Required task: Count the rows below that contain the string "scattered", matching case exactly, and reply with only that number.

Supplied entries:
— BEGIN —
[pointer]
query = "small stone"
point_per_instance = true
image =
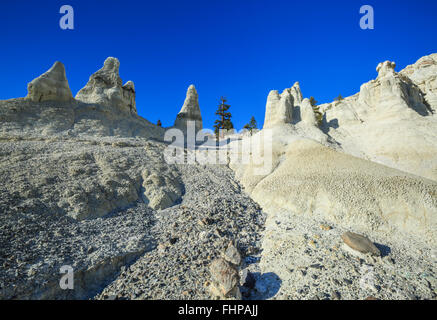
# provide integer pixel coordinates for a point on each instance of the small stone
(232, 254)
(360, 243)
(312, 243)
(325, 227)
(335, 295)
(225, 275)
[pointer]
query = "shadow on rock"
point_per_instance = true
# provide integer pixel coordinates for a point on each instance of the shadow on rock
(385, 251)
(266, 286)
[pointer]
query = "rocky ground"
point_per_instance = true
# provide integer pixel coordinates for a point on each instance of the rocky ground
(84, 182)
(307, 259)
(171, 248)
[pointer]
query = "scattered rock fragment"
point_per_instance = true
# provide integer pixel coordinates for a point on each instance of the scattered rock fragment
(232, 255)
(225, 280)
(360, 243)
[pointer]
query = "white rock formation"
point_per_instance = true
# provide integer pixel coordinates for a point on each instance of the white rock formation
(279, 108)
(296, 93)
(190, 111)
(424, 74)
(307, 115)
(50, 86)
(389, 121)
(106, 88)
(289, 107)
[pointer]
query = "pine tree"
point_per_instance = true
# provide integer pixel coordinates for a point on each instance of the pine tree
(317, 113)
(251, 125)
(313, 102)
(224, 122)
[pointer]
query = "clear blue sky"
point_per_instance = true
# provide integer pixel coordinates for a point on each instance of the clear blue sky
(241, 49)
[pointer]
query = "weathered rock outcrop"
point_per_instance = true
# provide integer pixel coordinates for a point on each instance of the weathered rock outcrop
(50, 86)
(289, 107)
(389, 121)
(307, 115)
(190, 111)
(424, 74)
(390, 95)
(279, 108)
(296, 93)
(106, 88)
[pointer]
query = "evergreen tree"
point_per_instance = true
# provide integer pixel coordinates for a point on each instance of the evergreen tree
(251, 125)
(224, 121)
(317, 113)
(313, 102)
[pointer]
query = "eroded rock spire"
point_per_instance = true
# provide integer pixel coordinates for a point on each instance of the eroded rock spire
(106, 88)
(50, 86)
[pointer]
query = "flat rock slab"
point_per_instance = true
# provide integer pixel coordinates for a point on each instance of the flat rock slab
(360, 243)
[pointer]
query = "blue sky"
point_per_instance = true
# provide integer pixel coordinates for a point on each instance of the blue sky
(240, 49)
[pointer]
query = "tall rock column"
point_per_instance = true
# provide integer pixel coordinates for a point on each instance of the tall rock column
(106, 88)
(392, 94)
(50, 86)
(279, 108)
(190, 111)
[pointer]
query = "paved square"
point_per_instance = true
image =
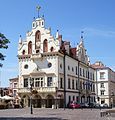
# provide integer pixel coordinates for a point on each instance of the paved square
(53, 114)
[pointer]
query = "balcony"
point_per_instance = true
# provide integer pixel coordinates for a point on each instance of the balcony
(40, 90)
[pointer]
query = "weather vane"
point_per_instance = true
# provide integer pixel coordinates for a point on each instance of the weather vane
(38, 9)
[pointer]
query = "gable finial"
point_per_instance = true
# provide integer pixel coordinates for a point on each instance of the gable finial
(38, 9)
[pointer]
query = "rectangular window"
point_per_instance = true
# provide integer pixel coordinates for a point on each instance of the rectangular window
(102, 75)
(102, 85)
(25, 82)
(15, 92)
(76, 85)
(15, 85)
(49, 81)
(69, 99)
(102, 92)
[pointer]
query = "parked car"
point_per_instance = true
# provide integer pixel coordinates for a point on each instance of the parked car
(97, 105)
(74, 105)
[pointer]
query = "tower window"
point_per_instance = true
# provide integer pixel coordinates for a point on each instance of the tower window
(26, 66)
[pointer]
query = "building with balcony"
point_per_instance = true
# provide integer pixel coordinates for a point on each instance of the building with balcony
(105, 84)
(14, 90)
(59, 73)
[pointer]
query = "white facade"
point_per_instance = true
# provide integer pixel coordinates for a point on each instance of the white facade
(59, 73)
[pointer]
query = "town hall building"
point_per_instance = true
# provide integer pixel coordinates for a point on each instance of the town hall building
(55, 72)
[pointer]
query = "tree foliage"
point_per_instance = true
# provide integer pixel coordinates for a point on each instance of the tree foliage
(3, 45)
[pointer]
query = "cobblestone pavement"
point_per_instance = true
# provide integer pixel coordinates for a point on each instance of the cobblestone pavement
(53, 114)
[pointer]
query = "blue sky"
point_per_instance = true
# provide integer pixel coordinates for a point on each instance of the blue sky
(95, 17)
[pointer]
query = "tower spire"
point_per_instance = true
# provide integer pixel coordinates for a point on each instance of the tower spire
(38, 9)
(82, 34)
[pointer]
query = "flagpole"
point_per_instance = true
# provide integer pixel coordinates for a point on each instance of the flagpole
(38, 9)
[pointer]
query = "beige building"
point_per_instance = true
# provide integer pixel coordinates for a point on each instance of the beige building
(51, 71)
(14, 90)
(105, 84)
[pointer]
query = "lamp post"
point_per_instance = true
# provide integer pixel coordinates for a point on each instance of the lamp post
(31, 85)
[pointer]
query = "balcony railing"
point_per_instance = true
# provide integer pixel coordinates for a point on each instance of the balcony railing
(41, 89)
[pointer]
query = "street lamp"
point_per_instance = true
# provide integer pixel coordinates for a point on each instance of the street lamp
(31, 85)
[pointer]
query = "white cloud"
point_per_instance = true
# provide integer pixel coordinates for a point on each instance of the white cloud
(99, 32)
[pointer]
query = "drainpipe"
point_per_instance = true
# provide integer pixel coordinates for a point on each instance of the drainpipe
(78, 82)
(64, 82)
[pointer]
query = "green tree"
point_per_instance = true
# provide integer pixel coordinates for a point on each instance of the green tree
(3, 45)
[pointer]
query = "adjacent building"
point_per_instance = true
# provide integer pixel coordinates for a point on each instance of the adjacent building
(55, 72)
(105, 84)
(14, 90)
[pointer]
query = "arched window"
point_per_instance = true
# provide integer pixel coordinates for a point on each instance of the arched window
(37, 39)
(45, 45)
(30, 47)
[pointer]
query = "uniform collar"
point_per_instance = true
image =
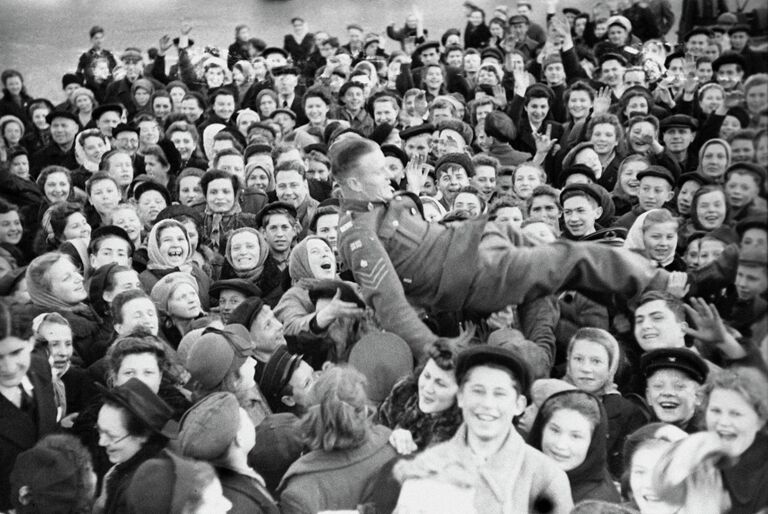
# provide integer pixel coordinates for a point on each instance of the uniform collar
(349, 204)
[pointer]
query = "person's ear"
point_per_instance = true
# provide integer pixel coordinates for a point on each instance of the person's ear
(521, 404)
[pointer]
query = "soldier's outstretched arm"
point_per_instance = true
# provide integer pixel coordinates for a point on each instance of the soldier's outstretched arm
(366, 257)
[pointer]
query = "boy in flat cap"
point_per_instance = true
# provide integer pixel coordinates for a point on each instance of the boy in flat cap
(219, 431)
(674, 377)
(493, 386)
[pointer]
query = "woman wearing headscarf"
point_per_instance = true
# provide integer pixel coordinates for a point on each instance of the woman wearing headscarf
(222, 208)
(714, 159)
(654, 235)
(134, 425)
(599, 347)
(319, 333)
(55, 285)
(168, 250)
(346, 448)
(571, 428)
(246, 253)
(177, 298)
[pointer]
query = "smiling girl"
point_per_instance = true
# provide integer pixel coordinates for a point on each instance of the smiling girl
(571, 428)
(737, 411)
(168, 248)
(654, 234)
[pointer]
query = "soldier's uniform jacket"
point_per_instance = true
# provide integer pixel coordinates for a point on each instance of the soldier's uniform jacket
(393, 253)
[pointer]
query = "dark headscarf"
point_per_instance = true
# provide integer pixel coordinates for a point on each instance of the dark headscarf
(588, 476)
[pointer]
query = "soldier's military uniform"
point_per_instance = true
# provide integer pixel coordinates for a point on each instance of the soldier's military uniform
(476, 265)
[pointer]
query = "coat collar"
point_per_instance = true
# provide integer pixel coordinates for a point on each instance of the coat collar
(322, 461)
(500, 469)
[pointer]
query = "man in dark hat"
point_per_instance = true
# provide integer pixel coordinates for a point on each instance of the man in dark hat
(394, 253)
(657, 187)
(354, 45)
(27, 404)
(266, 331)
(107, 117)
(417, 140)
(97, 50)
(453, 172)
(729, 71)
(238, 50)
(518, 38)
(429, 53)
(743, 305)
(352, 107)
(674, 377)
(126, 138)
(753, 233)
(754, 61)
(286, 382)
(219, 431)
(286, 82)
(678, 132)
(61, 150)
(230, 293)
(581, 210)
(110, 244)
(120, 91)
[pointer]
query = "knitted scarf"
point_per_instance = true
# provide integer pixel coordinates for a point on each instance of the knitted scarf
(216, 223)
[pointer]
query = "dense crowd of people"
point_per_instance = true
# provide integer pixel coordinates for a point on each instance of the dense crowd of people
(510, 268)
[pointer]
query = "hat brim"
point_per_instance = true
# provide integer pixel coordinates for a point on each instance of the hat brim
(169, 430)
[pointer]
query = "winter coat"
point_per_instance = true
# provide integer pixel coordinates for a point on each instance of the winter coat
(18, 430)
(336, 480)
(512, 479)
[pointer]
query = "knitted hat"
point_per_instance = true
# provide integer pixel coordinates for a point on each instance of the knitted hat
(162, 485)
(384, 359)
(70, 78)
(142, 402)
(277, 372)
(551, 59)
(164, 288)
(500, 126)
(44, 480)
(740, 114)
(210, 426)
(245, 313)
(217, 353)
(459, 159)
(463, 129)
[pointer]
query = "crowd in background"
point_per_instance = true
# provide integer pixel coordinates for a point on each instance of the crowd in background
(205, 257)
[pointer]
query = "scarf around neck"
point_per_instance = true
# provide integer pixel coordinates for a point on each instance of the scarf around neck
(215, 222)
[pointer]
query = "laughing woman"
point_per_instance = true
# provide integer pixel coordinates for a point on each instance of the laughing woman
(55, 285)
(737, 411)
(320, 333)
(421, 410)
(222, 208)
(177, 298)
(168, 249)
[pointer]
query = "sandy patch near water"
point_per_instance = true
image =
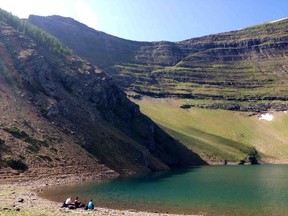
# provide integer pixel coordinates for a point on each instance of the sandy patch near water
(21, 199)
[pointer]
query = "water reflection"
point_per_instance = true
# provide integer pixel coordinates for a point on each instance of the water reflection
(216, 190)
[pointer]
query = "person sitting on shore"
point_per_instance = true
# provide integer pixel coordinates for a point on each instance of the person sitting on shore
(77, 203)
(67, 202)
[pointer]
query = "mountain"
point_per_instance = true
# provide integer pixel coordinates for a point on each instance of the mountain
(194, 89)
(61, 114)
(232, 68)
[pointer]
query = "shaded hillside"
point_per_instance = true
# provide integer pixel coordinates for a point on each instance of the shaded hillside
— END —
Complete answer: 2